- _Task requirements_
Please give again, exactly and only, the stretch of lines from the one containing "dried brown bud." to the end of the entries below.

[Dataset entries]
◆ ◆ ◆ ◆ ◆ ◆ ◆

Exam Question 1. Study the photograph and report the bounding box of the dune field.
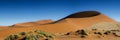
[0,11,120,40]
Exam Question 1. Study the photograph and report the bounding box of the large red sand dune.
[0,11,116,40]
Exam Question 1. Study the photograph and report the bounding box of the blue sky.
[0,0,120,26]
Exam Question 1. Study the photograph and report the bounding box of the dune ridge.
[11,19,53,27]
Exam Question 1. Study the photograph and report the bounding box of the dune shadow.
[53,11,101,23]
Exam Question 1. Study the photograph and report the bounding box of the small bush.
[76,30,81,34]
[92,28,97,31]
[112,32,120,37]
[98,32,102,35]
[94,32,102,35]
[5,30,55,40]
[19,32,26,35]
[25,34,37,40]
[75,29,88,35]
[36,34,43,38]
[104,31,111,35]
[75,29,88,38]
[14,34,20,39]
[65,32,70,35]
[80,35,86,38]
[5,34,20,40]
[94,32,97,34]
[81,30,87,35]
[45,38,52,40]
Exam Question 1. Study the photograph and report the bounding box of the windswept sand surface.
[12,20,53,27]
[0,11,118,40]
[0,26,8,30]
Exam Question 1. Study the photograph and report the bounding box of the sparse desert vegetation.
[4,30,54,40]
[54,22,120,40]
[90,22,120,30]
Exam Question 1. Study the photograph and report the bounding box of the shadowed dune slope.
[65,11,100,18]
[54,11,115,28]
[55,11,115,22]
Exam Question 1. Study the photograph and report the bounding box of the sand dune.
[55,11,115,28]
[11,20,53,27]
[0,11,117,40]
[0,26,8,30]
[0,26,7,28]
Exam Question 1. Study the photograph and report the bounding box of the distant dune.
[11,19,53,27]
[0,26,8,30]
[0,11,117,40]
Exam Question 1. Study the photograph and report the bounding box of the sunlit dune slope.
[0,26,8,30]
[0,22,79,38]
[11,20,53,27]
[0,26,7,28]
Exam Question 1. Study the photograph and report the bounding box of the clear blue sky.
[0,0,120,26]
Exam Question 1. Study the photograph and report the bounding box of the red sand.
[0,11,116,40]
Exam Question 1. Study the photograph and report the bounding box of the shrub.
[112,32,120,37]
[4,35,13,40]
[36,34,43,38]
[80,35,86,38]
[5,30,55,40]
[81,29,87,36]
[104,31,111,35]
[94,32,97,34]
[94,32,102,35]
[9,35,15,40]
[25,34,37,40]
[92,28,97,31]
[5,34,20,40]
[76,30,81,34]
[65,32,70,35]
[76,29,87,35]
[19,32,26,35]
[97,32,102,35]
[45,38,51,40]
[75,29,88,38]
[35,30,54,39]
[14,34,20,39]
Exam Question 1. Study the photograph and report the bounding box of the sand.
[0,11,118,40]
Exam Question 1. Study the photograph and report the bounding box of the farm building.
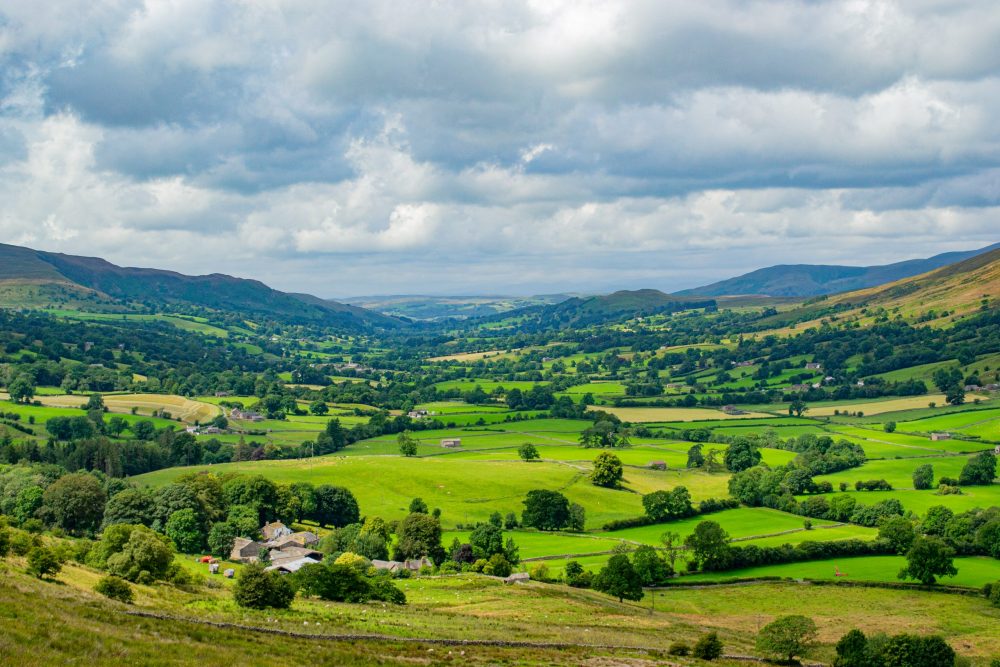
[266,557,321,574]
[230,537,262,563]
[408,409,429,419]
[505,572,530,584]
[262,521,293,541]
[229,408,264,422]
[805,362,822,370]
[931,432,952,441]
[722,405,747,415]
[268,531,320,549]
[648,460,667,470]
[441,438,462,448]
[372,557,434,573]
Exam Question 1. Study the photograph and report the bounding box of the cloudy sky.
[1,1,998,297]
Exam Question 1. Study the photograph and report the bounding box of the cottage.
[930,432,952,441]
[407,409,429,419]
[440,438,462,448]
[504,572,530,584]
[203,426,223,434]
[229,537,262,563]
[262,521,293,541]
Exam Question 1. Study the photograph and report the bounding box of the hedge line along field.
[600,406,775,422]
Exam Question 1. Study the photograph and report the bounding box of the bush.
[95,575,134,604]
[667,641,690,656]
[482,553,513,577]
[233,563,295,609]
[27,547,61,579]
[692,631,723,660]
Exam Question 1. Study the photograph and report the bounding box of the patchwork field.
[37,393,221,423]
[601,406,775,422]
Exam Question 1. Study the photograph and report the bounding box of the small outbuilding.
[440,438,462,448]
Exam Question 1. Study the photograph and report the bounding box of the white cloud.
[0,0,998,294]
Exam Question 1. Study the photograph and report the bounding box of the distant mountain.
[0,243,402,330]
[677,243,1000,297]
[480,289,716,329]
[340,293,579,320]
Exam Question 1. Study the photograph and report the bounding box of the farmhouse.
[733,360,755,367]
[408,409,429,419]
[805,362,822,370]
[931,432,952,441]
[262,521,293,541]
[440,438,462,448]
[266,557,321,574]
[268,531,320,549]
[230,407,264,422]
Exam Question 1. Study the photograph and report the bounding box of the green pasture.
[433,379,548,393]
[681,555,1000,588]
[815,455,978,490]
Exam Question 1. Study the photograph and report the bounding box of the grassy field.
[7,548,1000,666]
[808,394,992,417]
[681,554,1000,588]
[37,393,221,423]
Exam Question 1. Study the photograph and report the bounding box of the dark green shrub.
[692,631,723,660]
[667,641,690,656]
[95,575,134,604]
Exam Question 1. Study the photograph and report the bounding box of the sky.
[0,1,999,298]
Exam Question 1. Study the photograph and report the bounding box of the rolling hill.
[480,289,716,329]
[677,242,1000,297]
[0,243,402,330]
[340,293,579,320]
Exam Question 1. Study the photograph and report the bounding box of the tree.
[881,634,956,667]
[567,503,586,532]
[291,562,370,602]
[878,516,915,554]
[898,536,957,585]
[724,438,761,472]
[959,452,997,486]
[398,431,419,457]
[482,553,512,577]
[684,520,731,571]
[756,615,818,662]
[312,485,360,527]
[469,523,504,558]
[692,632,723,660]
[788,399,808,417]
[7,374,36,404]
[27,547,61,579]
[309,400,329,416]
[593,554,643,602]
[834,629,872,667]
[686,443,705,468]
[106,526,175,582]
[393,512,445,563]
[95,575,134,604]
[408,497,428,514]
[912,464,934,490]
[642,487,694,521]
[884,421,897,433]
[234,563,295,609]
[42,472,106,535]
[660,531,681,571]
[207,521,238,558]
[518,443,540,461]
[590,451,624,488]
[521,490,570,531]
[631,544,672,585]
[107,416,128,437]
[165,508,205,553]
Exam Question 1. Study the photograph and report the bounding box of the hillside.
[0,243,402,330]
[482,289,716,329]
[340,293,578,320]
[677,243,1000,297]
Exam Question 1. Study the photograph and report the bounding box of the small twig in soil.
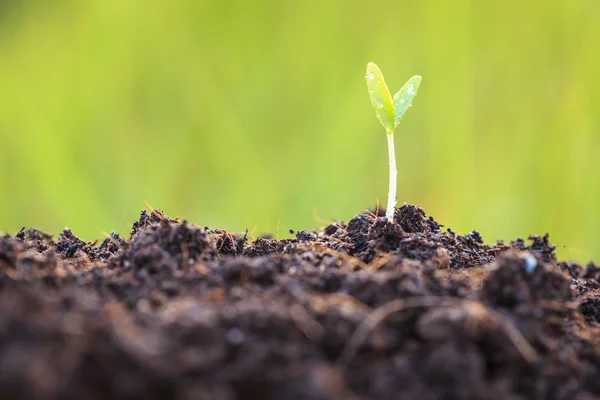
[290,303,325,340]
[314,292,373,315]
[365,253,396,273]
[296,242,368,270]
[180,242,189,269]
[249,225,257,241]
[337,297,539,367]
[312,206,331,229]
[276,218,281,241]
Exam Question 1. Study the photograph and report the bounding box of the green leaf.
[393,75,421,128]
[366,62,395,132]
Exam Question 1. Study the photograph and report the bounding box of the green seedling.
[366,62,421,222]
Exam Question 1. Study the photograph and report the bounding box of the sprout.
[366,62,422,222]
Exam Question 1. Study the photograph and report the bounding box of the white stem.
[386,132,397,222]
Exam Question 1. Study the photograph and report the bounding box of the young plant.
[366,62,421,222]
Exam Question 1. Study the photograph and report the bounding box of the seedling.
[366,62,421,222]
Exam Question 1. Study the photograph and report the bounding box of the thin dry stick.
[337,296,446,366]
[180,242,189,269]
[249,225,257,241]
[317,292,373,314]
[337,297,539,367]
[290,303,325,340]
[313,206,332,229]
[296,242,369,270]
[276,218,281,240]
[365,253,396,273]
[486,308,540,363]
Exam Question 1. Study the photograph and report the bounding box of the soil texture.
[0,204,599,399]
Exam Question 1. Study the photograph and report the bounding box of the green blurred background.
[0,1,598,261]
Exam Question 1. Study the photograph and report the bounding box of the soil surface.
[0,204,599,399]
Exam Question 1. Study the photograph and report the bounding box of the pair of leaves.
[366,62,421,133]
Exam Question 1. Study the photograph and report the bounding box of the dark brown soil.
[1,204,599,399]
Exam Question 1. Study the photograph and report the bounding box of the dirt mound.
[0,204,598,399]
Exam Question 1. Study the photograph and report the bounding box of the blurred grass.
[0,0,599,262]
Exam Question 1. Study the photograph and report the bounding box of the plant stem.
[386,131,397,222]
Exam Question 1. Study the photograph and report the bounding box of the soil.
[0,204,599,400]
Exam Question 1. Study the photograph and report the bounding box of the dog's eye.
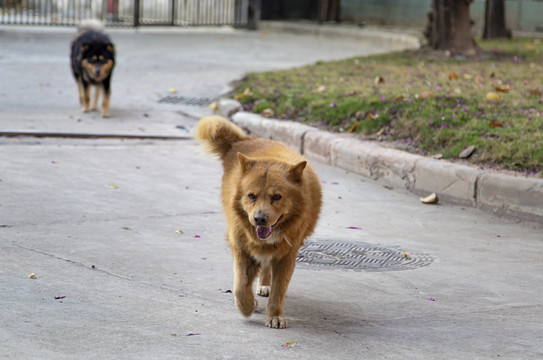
[248,193,256,201]
[271,194,282,202]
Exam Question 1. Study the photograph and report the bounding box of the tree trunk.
[428,0,480,56]
[483,0,511,39]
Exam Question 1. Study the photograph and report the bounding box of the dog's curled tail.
[196,115,250,160]
[78,19,105,33]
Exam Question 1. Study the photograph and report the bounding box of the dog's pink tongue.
[256,226,272,239]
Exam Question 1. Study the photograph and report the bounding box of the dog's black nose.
[254,212,267,226]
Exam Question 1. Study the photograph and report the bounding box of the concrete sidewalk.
[1,135,542,359]
[1,24,542,359]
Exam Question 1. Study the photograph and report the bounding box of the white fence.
[0,0,247,27]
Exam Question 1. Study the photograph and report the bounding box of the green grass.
[232,37,543,175]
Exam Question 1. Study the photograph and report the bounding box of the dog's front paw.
[235,295,258,317]
[266,316,287,329]
[257,285,270,297]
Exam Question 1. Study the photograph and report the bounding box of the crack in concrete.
[10,242,184,294]
[2,211,220,229]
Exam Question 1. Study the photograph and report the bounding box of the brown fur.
[196,115,322,328]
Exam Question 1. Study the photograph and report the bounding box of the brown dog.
[196,115,322,328]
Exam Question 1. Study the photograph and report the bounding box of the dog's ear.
[237,153,255,173]
[288,161,307,183]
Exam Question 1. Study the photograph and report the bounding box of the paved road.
[1,25,542,359]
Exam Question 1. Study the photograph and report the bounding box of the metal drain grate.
[158,95,212,106]
[296,240,434,271]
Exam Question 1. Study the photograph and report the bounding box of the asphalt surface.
[1,24,543,359]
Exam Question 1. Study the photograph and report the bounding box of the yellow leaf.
[495,85,512,93]
[448,73,458,80]
[374,76,385,85]
[348,121,359,133]
[316,85,326,93]
[486,92,500,101]
[208,102,218,110]
[420,193,439,204]
[28,273,37,279]
[175,229,184,234]
[168,87,177,94]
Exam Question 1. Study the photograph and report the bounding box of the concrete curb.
[259,20,421,50]
[218,100,543,223]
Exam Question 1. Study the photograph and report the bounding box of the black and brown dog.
[70,20,115,117]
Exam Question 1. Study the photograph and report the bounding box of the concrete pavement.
[1,24,543,359]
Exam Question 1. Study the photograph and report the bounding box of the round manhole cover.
[296,240,434,271]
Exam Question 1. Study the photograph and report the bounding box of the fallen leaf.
[459,145,476,159]
[261,108,274,118]
[175,229,184,234]
[420,193,439,204]
[489,121,503,128]
[448,72,458,80]
[529,89,542,96]
[495,85,512,93]
[194,235,201,238]
[54,296,66,300]
[316,85,326,93]
[474,75,484,83]
[374,76,385,85]
[486,92,500,101]
[208,102,218,110]
[185,333,201,337]
[376,128,387,136]
[367,112,379,120]
[419,91,434,99]
[346,226,362,230]
[347,121,359,133]
[168,87,177,94]
[243,87,252,96]
[427,297,436,301]
[28,273,37,279]
[401,252,410,259]
[108,184,118,189]
[463,74,472,80]
[282,340,298,348]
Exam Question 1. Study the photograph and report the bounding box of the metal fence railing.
[0,0,249,27]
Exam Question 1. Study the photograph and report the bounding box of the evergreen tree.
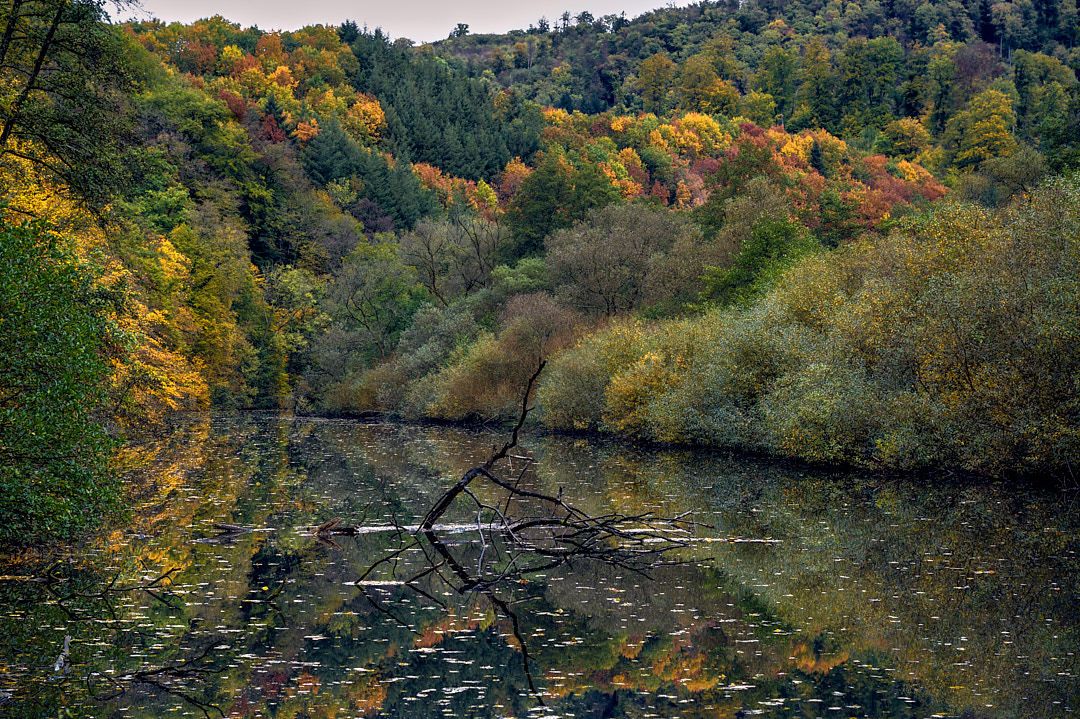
[346,28,541,181]
[301,118,436,230]
[301,118,362,185]
[505,153,577,258]
[338,19,360,44]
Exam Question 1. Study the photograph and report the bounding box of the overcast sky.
[125,1,676,43]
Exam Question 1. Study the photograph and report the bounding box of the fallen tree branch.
[418,359,546,532]
[352,357,719,709]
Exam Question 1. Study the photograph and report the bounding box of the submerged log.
[212,523,251,533]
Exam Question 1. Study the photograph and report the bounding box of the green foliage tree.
[1012,50,1074,140]
[327,241,421,361]
[874,117,931,159]
[739,91,777,127]
[0,0,137,210]
[1040,85,1080,171]
[790,38,837,132]
[677,54,731,114]
[0,219,126,546]
[505,153,619,258]
[700,217,818,306]
[754,46,798,123]
[925,42,961,136]
[505,154,574,257]
[836,38,903,134]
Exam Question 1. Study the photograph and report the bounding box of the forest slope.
[3,0,1080,544]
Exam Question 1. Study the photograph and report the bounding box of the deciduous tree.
[546,204,704,315]
[0,219,126,545]
[637,53,675,114]
[0,0,138,210]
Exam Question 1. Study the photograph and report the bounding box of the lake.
[0,414,1076,718]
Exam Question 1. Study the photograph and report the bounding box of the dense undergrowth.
[350,176,1079,480]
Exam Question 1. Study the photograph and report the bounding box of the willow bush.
[536,320,657,433]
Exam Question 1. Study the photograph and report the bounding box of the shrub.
[556,176,1080,478]
[537,320,653,432]
[420,294,582,421]
[0,220,125,545]
[647,302,814,447]
[602,319,699,437]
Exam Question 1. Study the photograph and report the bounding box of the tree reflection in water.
[350,409,703,704]
[0,414,1076,718]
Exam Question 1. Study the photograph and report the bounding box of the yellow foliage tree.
[637,53,676,114]
[1,157,210,425]
[948,88,1018,168]
[343,94,386,142]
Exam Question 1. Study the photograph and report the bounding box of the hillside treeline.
[1,0,1077,545]
[434,0,1080,174]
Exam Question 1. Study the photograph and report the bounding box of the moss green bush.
[537,320,656,432]
[542,175,1080,478]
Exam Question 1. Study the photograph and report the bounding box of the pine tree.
[301,118,361,185]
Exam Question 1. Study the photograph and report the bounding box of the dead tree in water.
[419,360,699,568]
[353,359,705,702]
[359,359,702,588]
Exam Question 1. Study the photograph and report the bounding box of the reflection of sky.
[122,0,680,43]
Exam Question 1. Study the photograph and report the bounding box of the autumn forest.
[3,0,1080,546]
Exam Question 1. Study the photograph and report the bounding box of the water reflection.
[0,415,1076,718]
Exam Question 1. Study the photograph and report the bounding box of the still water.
[0,415,1076,718]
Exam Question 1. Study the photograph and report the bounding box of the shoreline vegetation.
[310,178,1080,485]
[3,0,1080,546]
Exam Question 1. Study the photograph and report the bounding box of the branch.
[86,641,227,718]
[486,358,546,469]
[0,0,65,150]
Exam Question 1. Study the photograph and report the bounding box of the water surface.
[0,415,1076,718]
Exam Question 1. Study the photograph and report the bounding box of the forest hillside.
[2,0,1079,545]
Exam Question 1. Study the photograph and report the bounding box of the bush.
[699,216,819,307]
[647,302,814,447]
[537,320,654,432]
[551,175,1080,478]
[0,220,125,545]
[418,293,582,421]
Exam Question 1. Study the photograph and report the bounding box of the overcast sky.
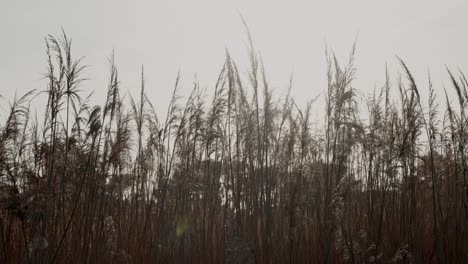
[1,0,467,117]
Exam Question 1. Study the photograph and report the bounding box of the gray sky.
[1,0,467,117]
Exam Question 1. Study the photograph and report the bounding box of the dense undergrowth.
[0,30,467,263]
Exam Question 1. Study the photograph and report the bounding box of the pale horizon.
[1,1,467,116]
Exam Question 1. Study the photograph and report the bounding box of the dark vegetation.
[0,29,467,263]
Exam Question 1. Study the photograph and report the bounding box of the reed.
[0,29,467,263]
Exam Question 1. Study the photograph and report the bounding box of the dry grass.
[0,30,467,263]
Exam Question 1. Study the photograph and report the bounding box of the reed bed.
[0,30,467,263]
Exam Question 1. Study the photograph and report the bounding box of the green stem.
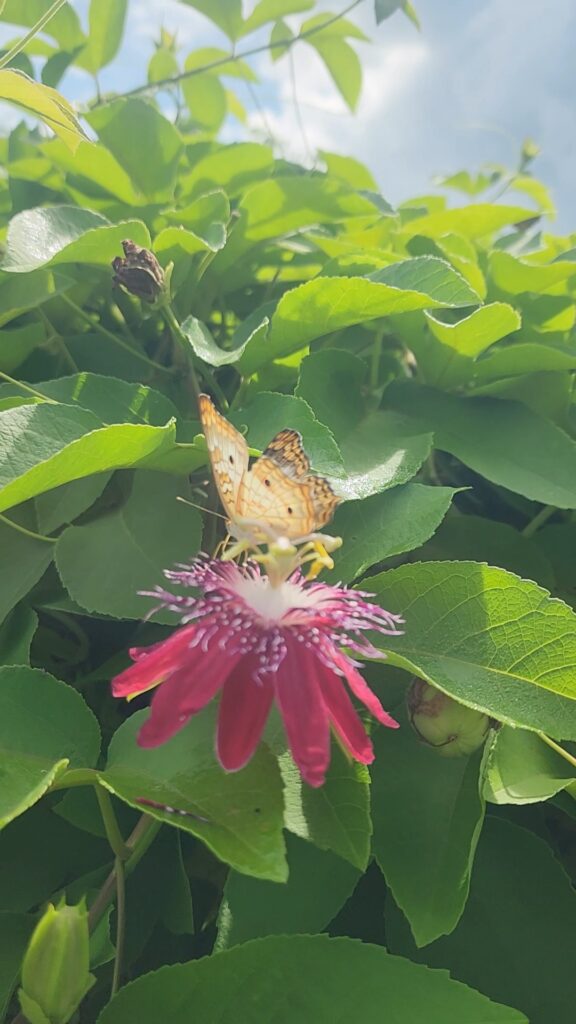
[49,767,101,790]
[95,787,131,860]
[0,0,67,70]
[0,370,55,403]
[521,504,556,538]
[87,814,162,931]
[370,330,383,390]
[60,294,174,377]
[90,0,365,108]
[0,513,56,545]
[539,732,576,772]
[164,304,229,411]
[110,856,126,998]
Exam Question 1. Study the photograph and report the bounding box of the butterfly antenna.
[176,495,227,520]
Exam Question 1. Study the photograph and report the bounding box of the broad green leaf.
[55,472,202,619]
[233,392,345,477]
[372,705,486,947]
[485,727,575,804]
[368,561,576,740]
[536,522,576,605]
[414,514,554,591]
[0,666,100,827]
[97,933,527,1024]
[1,206,150,273]
[77,0,127,72]
[241,0,314,35]
[474,340,576,382]
[510,174,556,216]
[0,266,67,326]
[178,0,244,39]
[307,35,362,111]
[490,250,576,294]
[217,833,360,948]
[153,225,222,258]
[102,704,287,882]
[319,150,378,190]
[421,303,521,387]
[180,316,251,366]
[387,818,576,1024]
[35,473,112,533]
[238,175,378,243]
[0,323,45,372]
[401,204,536,241]
[0,913,35,1021]
[87,100,183,199]
[148,46,179,83]
[299,14,368,40]
[0,403,176,514]
[0,509,54,625]
[41,139,143,205]
[163,189,229,247]
[331,483,456,583]
[182,71,227,133]
[0,70,86,151]
[296,349,367,438]
[374,0,404,22]
[239,257,479,373]
[0,1,85,50]
[269,19,294,60]
[436,170,494,196]
[179,143,273,201]
[0,605,37,666]
[280,744,372,870]
[182,47,257,81]
[12,373,179,426]
[385,381,576,507]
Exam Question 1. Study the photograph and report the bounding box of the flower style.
[112,556,403,788]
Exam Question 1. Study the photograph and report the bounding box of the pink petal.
[138,644,241,748]
[112,625,198,698]
[274,641,331,788]
[317,668,374,764]
[335,652,399,730]
[216,656,274,772]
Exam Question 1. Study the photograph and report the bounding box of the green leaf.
[280,744,372,870]
[331,483,455,583]
[368,560,576,740]
[490,250,576,294]
[307,35,362,111]
[87,100,183,200]
[239,258,479,373]
[319,150,378,190]
[180,316,250,366]
[76,0,127,73]
[0,323,45,372]
[0,605,37,666]
[485,727,575,804]
[414,514,555,591]
[1,206,150,273]
[182,71,227,133]
[35,474,112,534]
[371,705,486,946]
[473,340,576,382]
[0,69,86,151]
[0,913,35,1021]
[241,0,314,36]
[387,818,576,1024]
[102,704,287,882]
[232,392,345,477]
[55,472,202,619]
[14,373,179,426]
[0,509,54,625]
[0,403,176,514]
[42,139,143,205]
[385,382,576,508]
[179,142,273,201]
[0,1,85,50]
[148,46,179,83]
[269,19,294,60]
[0,666,100,827]
[97,933,527,1024]
[401,204,536,241]
[421,303,521,388]
[163,189,229,247]
[217,833,360,948]
[178,0,244,39]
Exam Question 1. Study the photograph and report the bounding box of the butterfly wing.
[198,394,248,520]
[238,456,339,539]
[263,429,310,479]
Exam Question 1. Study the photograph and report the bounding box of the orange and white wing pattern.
[238,455,339,540]
[198,394,248,521]
[262,429,310,479]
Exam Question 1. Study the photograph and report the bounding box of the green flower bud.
[407,679,491,758]
[19,899,95,1024]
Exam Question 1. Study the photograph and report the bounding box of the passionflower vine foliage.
[112,554,404,788]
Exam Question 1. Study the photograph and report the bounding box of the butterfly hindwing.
[263,429,310,479]
[198,394,248,519]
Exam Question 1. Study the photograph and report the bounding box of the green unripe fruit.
[407,679,491,757]
[19,899,95,1024]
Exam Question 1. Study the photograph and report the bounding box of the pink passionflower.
[112,557,404,788]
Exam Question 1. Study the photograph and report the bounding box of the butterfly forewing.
[263,429,310,479]
[198,394,248,520]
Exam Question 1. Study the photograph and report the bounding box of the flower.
[112,556,403,788]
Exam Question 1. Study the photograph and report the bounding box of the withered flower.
[112,239,165,303]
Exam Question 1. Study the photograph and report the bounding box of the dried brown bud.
[112,239,165,302]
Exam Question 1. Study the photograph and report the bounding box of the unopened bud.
[112,239,165,302]
[19,899,95,1024]
[407,679,490,757]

◆ ◆ ◆ ◆ ◆ ◆ ◆

- _Solution to this task_
Exam Question 1. Study the photograph and report the bounding box of the dried brown bud.
[112,239,165,302]
Exam Question 1. Study the photograph and report the bounding box of the unopened bud.
[112,239,165,302]
[19,899,95,1024]
[407,679,490,757]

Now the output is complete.